● Work instruction
Reproduce the entire article about Spc. James Braun's body lotion word for word.
+++ Document text
Don't tease Spc. James Braun about his "Moonlight Path" body cream. He isn't listening. He is thinking about his wife back home in Columbus.

Camp Rustamiyah, Baghdad — Sometimes a guy could use a little “Moonlight Path” body lotion in Iraq.

Its “romantic” and “heady scents of a garden at midnight” can take a soldier’s mind off the war. And the cream’s “naturally pampering” ingredients can soothe hands worn and cracked by heavy machine guns.

Spc. James Braun, 20, of Columbus, said he isn’t bothered by the teasing he gets from other soldiers about his little purple bottle of lotion.

“I think they are jealous. I really don’t pay attention to them,” said Braun, of the Ft. Benning-based 988th Military Police Company, which is training Iraqi police.

He said his wife, Jessica, gave it to him as a parting gift as they rode to the airport on his way to Iraq.

“She said, ‘Don’t let anyone harass you about this.

This is what I use all the time,’” he recalled.

Braun wears gloves that make his skin raw while he grips a .50-caliber machine gun on a Humvee. He keeps the bottle of lotion rolled up in his cap by his feet.

“It reminds me of the way she smells. Every time I look at the bottle, it reminds me of my wife,” he said.

The couple has been married for two years. They have a 13-month-old daughter named Avril.

Braun’s unit has been in Iraq for about a month. A quarter of his magic cream is already gone.
++++++
+++ Data records
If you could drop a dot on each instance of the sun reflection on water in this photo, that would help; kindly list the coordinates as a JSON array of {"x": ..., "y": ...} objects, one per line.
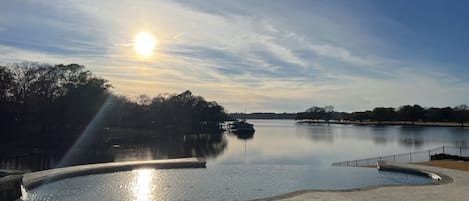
[{"x": 143, "y": 184}]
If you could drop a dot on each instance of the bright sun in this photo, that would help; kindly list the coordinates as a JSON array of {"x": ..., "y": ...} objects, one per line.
[{"x": 144, "y": 44}]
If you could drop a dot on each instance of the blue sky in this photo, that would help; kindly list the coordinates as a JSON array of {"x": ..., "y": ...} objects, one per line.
[{"x": 280, "y": 56}]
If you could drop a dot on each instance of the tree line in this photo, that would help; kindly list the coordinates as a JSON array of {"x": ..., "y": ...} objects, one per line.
[
  {"x": 409, "y": 113},
  {"x": 42, "y": 98}
]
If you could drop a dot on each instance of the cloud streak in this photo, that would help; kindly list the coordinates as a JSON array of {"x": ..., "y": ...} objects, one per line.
[{"x": 274, "y": 56}]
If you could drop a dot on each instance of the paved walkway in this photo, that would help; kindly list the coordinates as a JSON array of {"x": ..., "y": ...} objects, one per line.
[
  {"x": 33, "y": 179},
  {"x": 456, "y": 188}
]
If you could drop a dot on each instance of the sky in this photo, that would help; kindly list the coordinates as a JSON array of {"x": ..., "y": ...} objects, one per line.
[{"x": 265, "y": 56}]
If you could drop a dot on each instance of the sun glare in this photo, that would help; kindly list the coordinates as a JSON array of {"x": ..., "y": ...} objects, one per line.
++++++
● Reply to the exercise
Don't tease Spc. James Braun about his "Moonlight Path" body cream. He isn't listening. He is thinking about his wife back home in Columbus.

Camp Rustamiyah, Baghdad — Sometimes a guy could use a little “Moonlight Path” body lotion in Iraq.

Its “romantic” and “heady scents of a garden at midnight” can take a soldier’s mind off the war. And the cream’s “naturally pampering” ingredients can soothe hands worn and cracked by heavy machine guns.

Spc. James Braun, 20, of Columbus, said he isn’t bothered by the teasing he gets from other soldiers about his little purple bottle of lotion.

“I think they are jealous. I really don’t pay attention to them,” said Braun, of the Ft. Benning-based 988th Military Police Company, which is training Iraqi police.

He said his wife, Jessica, gave it to him as a parting gift as they rode to the airport on his way to Iraq.

“She said, ‘Don’t let anyone harass you about this.

This is what I use all the time,’” he recalled.

Braun wears gloves that make his skin raw while he grips a .50-caliber machine gun on a Humvee. He keeps the bottle of lotion rolled up in his cap by his feet.

“It reminds me of the way she smells. Every time I look at the bottle, it reminds me of my wife,” he said.

The couple has been married for two years. They have a 13-month-old daughter named Avril.

Braun’s unit has been in Iraq for about a month. A quarter of his magic cream is already gone.